## START Entries provided

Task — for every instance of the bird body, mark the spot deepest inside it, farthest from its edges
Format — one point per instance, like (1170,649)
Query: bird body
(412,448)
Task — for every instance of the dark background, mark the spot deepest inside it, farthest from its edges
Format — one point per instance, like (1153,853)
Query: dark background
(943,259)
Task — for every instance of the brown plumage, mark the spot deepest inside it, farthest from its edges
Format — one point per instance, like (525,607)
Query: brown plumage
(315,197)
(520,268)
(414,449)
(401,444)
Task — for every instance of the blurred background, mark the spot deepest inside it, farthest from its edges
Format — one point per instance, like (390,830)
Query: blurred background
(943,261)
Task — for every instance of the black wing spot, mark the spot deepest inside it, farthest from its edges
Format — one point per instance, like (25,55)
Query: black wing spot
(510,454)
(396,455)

## END Entries provided

Given exercise:
Set down all of the records shown above once more, exactly.

Expected answer:
Task — for every instance of the bird body, mark the spot deepest inside it, farthest from its edges
Format — one point per instance, like (1170,649)
Query: bird body
(412,448)
Task — for every instance of the dark background, mark the spot deepest inside it, farthest from its edges
Format — one point per instance, like (1153,853)
Query: dark background
(943,259)
Task — for every instance of the brown plumage, mark the spot deepest inside it, farthest from its edges
Format — one point per instance, like (525,607)
Query: brown plumage
(315,197)
(520,268)
(414,449)
(401,444)
Task — for every instance of the blurred background, mark the spot deepest inside it, farthest from its edges
Format — one point per instance, like (390,830)
Query: blurred background
(943,261)
Task — for every instance of the black wing spot, mark the spot deepest inside it, farthest from its edges
Format — one point per instance, like (25,55)
Query: black wing spot
(510,454)
(396,455)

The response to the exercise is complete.